*Required action A*. In the Ivy Tech announcement, copy the passage that begins at the words "INDIANAPOLIS--Ivy Tech Community" and stops after "multi-campus community college.".
*Required action B*.
Does the Ivy Tech announcement support each of these statements? Answer yes or no for each, and quote the words from the announcement that decide it.
(i) Doucette will take up the role of Senior Vice President and Provost on March 1, 2008.
(ii) Ivy Tech's academic programs and concentrations are spread across 23 campuses statewide.
(iii) Doucette had been Vice Chancellor for Education and Technology at Metropolitan Community College since 1998.

*Text provided*.
# # # # #

INDIANAPOLIS--Ivy Tech Community College announced today that Dr. Donald S. Doucette has been selected to serve as Senior Vice President and Provost. He will assume his role on March 1, 2008.
As Senior Vice President and Provost, Doucette will provide vision, leadership and direction of Ivy Tech's more than 150 academic programs and concentrations at its 23 campuses statewide. Doucette has served as Vice Chancellor for Education and Technology at Metropolitan Community College (MCC) in Kansas City, Missouri since 1993. At MCC, he managed academic programs, services and technological infrastructure for the multi-campus community college.
"This is an extraordinary career opportunity to participate in a leadership team that is focused on building a model comprehensive community college system to assist the citizens and communities of the State of Indiana to thrive in the global economy of the 21st century," said Doucette.

# # # # #

*Source information*.
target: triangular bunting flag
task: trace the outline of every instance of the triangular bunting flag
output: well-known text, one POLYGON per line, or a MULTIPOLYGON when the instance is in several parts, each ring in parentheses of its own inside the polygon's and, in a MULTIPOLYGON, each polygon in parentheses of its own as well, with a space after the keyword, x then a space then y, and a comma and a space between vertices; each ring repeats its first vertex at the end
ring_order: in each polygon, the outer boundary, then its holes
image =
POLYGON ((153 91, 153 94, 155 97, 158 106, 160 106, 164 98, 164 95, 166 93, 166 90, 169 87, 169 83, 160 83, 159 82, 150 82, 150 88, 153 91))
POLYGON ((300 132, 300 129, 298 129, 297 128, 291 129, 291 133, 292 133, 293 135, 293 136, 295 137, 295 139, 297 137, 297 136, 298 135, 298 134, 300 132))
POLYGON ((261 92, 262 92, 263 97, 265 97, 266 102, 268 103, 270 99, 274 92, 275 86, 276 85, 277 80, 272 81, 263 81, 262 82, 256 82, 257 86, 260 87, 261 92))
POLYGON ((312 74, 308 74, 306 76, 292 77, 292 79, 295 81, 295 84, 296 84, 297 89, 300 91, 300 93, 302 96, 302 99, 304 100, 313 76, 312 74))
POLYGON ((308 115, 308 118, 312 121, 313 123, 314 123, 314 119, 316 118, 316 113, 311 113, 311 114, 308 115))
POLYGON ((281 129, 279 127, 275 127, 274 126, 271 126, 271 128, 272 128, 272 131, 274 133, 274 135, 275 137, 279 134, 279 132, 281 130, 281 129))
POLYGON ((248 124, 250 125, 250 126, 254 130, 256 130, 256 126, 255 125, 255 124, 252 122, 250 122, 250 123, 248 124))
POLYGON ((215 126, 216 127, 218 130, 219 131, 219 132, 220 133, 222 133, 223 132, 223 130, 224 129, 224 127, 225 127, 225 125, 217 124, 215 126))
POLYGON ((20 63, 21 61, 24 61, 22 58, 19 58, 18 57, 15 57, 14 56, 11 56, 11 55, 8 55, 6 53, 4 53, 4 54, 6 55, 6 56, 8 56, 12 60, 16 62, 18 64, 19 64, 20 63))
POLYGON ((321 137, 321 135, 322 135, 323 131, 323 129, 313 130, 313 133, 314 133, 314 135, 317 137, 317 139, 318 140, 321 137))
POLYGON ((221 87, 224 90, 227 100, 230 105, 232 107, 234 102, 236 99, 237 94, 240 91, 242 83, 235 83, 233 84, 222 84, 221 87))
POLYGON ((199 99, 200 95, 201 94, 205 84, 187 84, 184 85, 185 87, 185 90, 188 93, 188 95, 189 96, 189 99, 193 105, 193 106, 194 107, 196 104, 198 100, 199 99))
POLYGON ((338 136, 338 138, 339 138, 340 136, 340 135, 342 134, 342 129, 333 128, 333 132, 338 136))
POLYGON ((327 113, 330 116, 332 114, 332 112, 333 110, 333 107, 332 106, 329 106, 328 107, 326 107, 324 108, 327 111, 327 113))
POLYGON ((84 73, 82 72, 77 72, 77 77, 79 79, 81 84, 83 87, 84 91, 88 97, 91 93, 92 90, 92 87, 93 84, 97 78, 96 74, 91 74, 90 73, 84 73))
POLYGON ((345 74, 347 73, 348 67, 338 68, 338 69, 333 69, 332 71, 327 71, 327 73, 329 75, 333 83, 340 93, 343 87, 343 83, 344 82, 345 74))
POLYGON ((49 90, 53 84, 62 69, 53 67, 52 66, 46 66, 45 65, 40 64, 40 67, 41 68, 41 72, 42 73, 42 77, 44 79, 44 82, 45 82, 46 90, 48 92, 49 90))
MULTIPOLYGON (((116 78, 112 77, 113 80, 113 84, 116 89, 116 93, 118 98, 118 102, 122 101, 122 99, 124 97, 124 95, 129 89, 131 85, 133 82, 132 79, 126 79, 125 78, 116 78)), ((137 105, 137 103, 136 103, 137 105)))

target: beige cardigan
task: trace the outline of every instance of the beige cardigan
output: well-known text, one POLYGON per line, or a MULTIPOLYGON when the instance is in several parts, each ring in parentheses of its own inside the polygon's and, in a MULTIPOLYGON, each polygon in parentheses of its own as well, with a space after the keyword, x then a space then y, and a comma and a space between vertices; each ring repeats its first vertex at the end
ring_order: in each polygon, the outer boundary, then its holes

# # # # #

*Expected answer A*.
INDIANAPOLIS--Ivy Tech Community College announced today that Dr. Donald S. Doucette has been selected to serve as Senior Vice President and Provost. He will assume his role on March 1, 2008.
As Senior Vice President and Provost, Doucette will provide vision, leadership and direction of Ivy Tech's more than 150 academic programs and concentrations at its 23 campuses statewide. Doucette has served as Vice Chancellor for Education and Technology at Metropolitan Community College (MCC) in Kansas City, Missouri since 1993. At MCC, he managed academic programs, services and technological infrastructure for the multi-campus community college.

*Expected answer B*.
(i) Yes: "He will assume his role on March 1, 2008."
(ii) Yes: "at its 23 campuses statewide"
(iii) No: "in Kansas City, Missouri since 1993"